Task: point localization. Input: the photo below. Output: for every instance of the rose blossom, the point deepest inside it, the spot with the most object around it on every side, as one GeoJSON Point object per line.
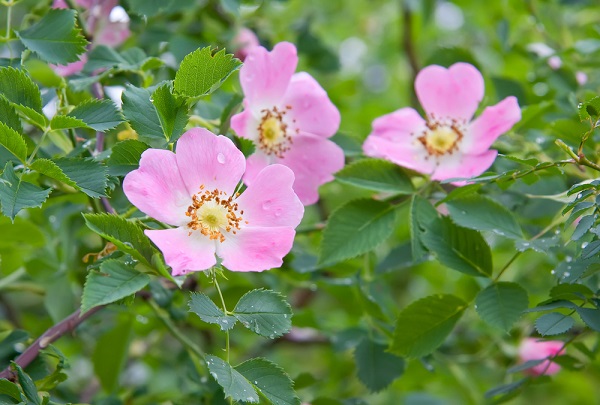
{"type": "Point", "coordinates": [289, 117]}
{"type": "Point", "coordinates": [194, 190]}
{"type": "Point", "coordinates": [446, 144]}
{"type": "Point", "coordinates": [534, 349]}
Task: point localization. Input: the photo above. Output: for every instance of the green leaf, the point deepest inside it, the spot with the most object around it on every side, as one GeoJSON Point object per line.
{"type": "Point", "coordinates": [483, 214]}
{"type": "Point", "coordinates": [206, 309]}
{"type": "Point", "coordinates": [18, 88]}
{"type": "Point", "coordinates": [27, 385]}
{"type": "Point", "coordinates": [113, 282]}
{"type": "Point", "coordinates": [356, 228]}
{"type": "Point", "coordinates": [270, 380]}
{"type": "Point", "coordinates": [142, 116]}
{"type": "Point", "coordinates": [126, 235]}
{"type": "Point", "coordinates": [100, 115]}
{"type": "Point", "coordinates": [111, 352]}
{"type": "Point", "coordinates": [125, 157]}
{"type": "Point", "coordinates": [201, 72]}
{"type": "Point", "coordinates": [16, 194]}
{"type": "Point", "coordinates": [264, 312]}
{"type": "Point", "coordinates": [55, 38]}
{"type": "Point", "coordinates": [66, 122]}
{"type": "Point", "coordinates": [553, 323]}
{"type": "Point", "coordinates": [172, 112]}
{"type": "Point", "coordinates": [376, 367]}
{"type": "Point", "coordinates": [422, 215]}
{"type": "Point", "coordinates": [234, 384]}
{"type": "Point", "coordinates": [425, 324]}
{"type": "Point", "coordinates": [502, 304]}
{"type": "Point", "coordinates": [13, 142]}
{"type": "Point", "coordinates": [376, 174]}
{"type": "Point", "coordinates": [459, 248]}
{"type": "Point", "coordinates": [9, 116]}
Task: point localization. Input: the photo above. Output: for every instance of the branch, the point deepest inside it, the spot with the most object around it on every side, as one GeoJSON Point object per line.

========================================

__TASK REQUIREMENTS__: Rewrite the listing above in full, requests included, adding 124 to each coordinate value in the GeoJSON points given as answers. Leave the pictures out.

__FULL ANSWER__:
Task: point localization. Input: the photo below. Output: for every instance of the rose blossom, the point deepest inside it, the spot with the most object around it on every side, as one GeoJSON Point object per line.
{"type": "Point", "coordinates": [413, 241]}
{"type": "Point", "coordinates": [318, 314]}
{"type": "Point", "coordinates": [570, 268]}
{"type": "Point", "coordinates": [658, 473]}
Task: point localization. Input: the photo above. Output: for every instance of the green leaf, the point deepest inside it, the spot with the most object around it on every side, as one GeoJSON Point object per line.
{"type": "Point", "coordinates": [607, 338]}
{"type": "Point", "coordinates": [330, 433]}
{"type": "Point", "coordinates": [142, 212]}
{"type": "Point", "coordinates": [151, 509]}
{"type": "Point", "coordinates": [237, 406]}
{"type": "Point", "coordinates": [480, 352]}
{"type": "Point", "coordinates": [394, 504]}
{"type": "Point", "coordinates": [266, 240]}
{"type": "Point", "coordinates": [250, 359]}
{"type": "Point", "coordinates": [224, 239]}
{"type": "Point", "coordinates": [235, 476]}
{"type": "Point", "coordinates": [249, 281]}
{"type": "Point", "coordinates": [325, 196]}
{"type": "Point", "coordinates": [140, 318]}
{"type": "Point", "coordinates": [388, 436]}
{"type": "Point", "coordinates": [179, 162]}
{"type": "Point", "coordinates": [190, 246]}
{"type": "Point", "coordinates": [677, 447]}
{"type": "Point", "coordinates": [296, 236]}
{"type": "Point", "coordinates": [500, 491]}
{"type": "Point", "coordinates": [546, 339]}
{"type": "Point", "coordinates": [358, 508]}
{"type": "Point", "coordinates": [549, 448]}
{"type": "Point", "coordinates": [626, 428]}
{"type": "Point", "coordinates": [137, 266]}
{"type": "Point", "coordinates": [500, 298]}
{"type": "Point", "coordinates": [583, 372]}
{"type": "Point", "coordinates": [133, 240]}
Task: point localization. Input: the photo above. Output: for every instance of the branch, the point deepest inside it, the spot with the most object around it on every side, as one GeoJSON Point object per line.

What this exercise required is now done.